# Record list:
□ □ □ □ □
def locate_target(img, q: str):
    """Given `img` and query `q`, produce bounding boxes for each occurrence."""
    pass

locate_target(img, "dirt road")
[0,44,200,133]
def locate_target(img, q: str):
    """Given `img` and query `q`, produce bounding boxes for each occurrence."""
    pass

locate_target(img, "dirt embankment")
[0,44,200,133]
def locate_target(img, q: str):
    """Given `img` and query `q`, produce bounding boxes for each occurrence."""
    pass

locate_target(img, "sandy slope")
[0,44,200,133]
□ □ □ □ □
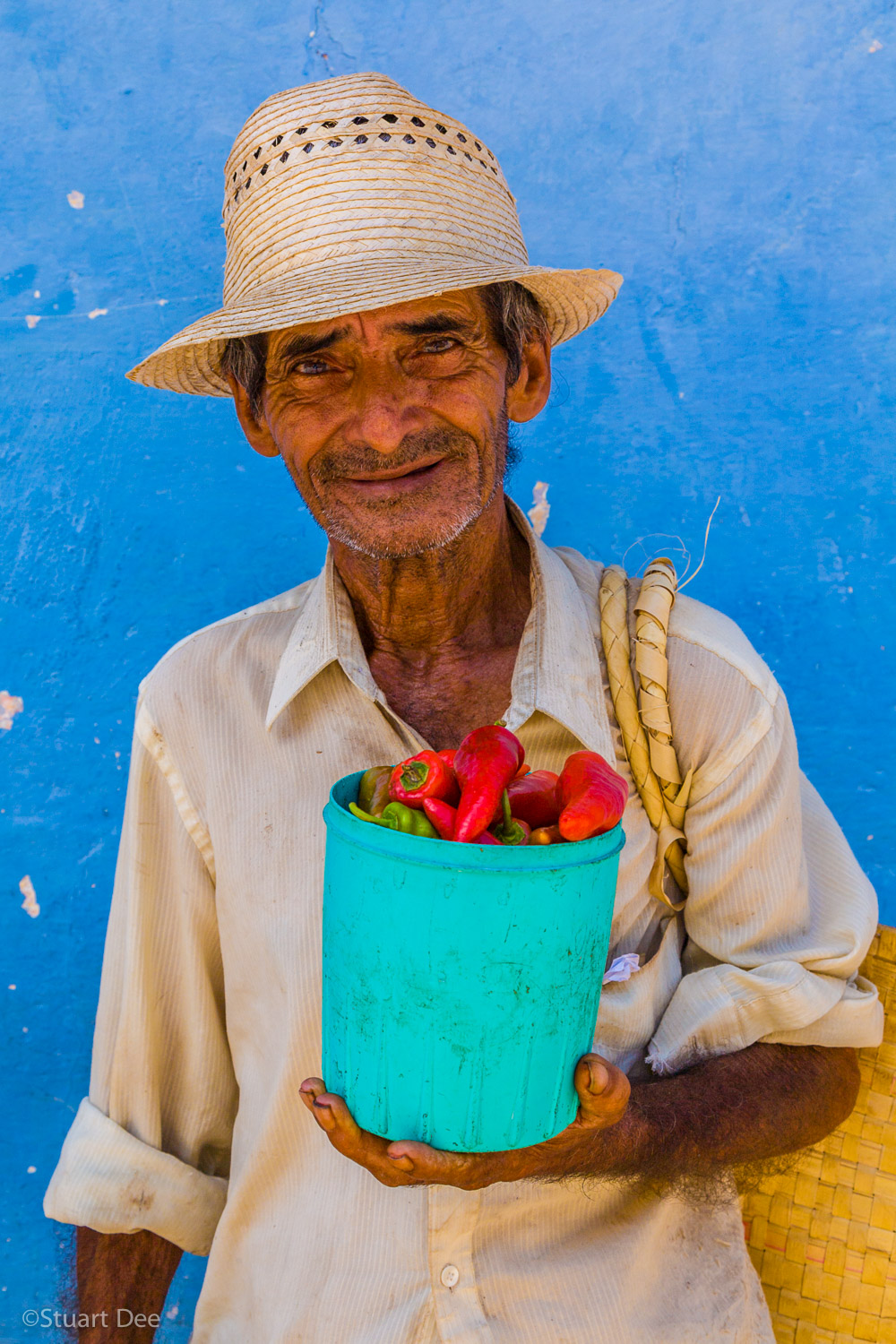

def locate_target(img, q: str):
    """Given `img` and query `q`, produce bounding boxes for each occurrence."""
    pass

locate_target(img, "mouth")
□ □ □ □ □
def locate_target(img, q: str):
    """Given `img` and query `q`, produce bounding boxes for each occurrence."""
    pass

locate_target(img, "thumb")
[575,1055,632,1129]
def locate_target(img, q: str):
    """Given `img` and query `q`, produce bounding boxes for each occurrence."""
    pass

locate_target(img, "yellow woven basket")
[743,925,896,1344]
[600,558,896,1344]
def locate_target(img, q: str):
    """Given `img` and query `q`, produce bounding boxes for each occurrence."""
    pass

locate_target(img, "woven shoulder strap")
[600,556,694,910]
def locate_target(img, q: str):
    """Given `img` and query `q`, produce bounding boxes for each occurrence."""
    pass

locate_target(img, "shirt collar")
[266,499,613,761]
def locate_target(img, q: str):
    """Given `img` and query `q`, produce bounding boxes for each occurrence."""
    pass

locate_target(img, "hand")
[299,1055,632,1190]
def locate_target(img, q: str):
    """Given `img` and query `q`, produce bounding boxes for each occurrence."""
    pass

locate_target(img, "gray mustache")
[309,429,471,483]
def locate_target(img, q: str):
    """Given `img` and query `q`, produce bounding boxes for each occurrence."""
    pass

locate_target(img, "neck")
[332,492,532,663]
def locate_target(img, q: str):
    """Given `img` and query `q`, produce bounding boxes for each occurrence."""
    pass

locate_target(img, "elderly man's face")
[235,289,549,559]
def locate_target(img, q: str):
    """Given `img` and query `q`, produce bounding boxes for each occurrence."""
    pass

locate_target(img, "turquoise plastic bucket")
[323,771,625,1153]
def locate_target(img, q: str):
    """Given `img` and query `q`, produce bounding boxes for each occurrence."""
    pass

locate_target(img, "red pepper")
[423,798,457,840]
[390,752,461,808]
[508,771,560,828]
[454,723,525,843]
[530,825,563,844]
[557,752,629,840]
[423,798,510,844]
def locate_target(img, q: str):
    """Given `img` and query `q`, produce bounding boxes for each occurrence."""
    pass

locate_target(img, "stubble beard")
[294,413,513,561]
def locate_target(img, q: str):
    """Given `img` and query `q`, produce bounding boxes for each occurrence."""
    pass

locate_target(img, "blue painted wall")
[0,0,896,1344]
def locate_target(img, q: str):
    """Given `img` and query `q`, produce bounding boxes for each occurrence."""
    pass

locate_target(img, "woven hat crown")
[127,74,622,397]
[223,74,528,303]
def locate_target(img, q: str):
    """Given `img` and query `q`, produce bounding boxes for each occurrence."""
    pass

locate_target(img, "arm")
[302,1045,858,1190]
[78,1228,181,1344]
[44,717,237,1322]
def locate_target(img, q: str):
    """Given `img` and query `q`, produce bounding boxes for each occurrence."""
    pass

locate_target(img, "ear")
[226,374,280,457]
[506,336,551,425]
□ □ □ □ □
# Exercise description:
From the rows above, extract every line that contains the string "woven". Case counts, so a line matches only if its letters have the same capitalization.

# Worked answer:
locate_target(img, "yellow woven basket")
locate_target(img, "woven shoulder strap")
locate_target(img, "woven hat crown")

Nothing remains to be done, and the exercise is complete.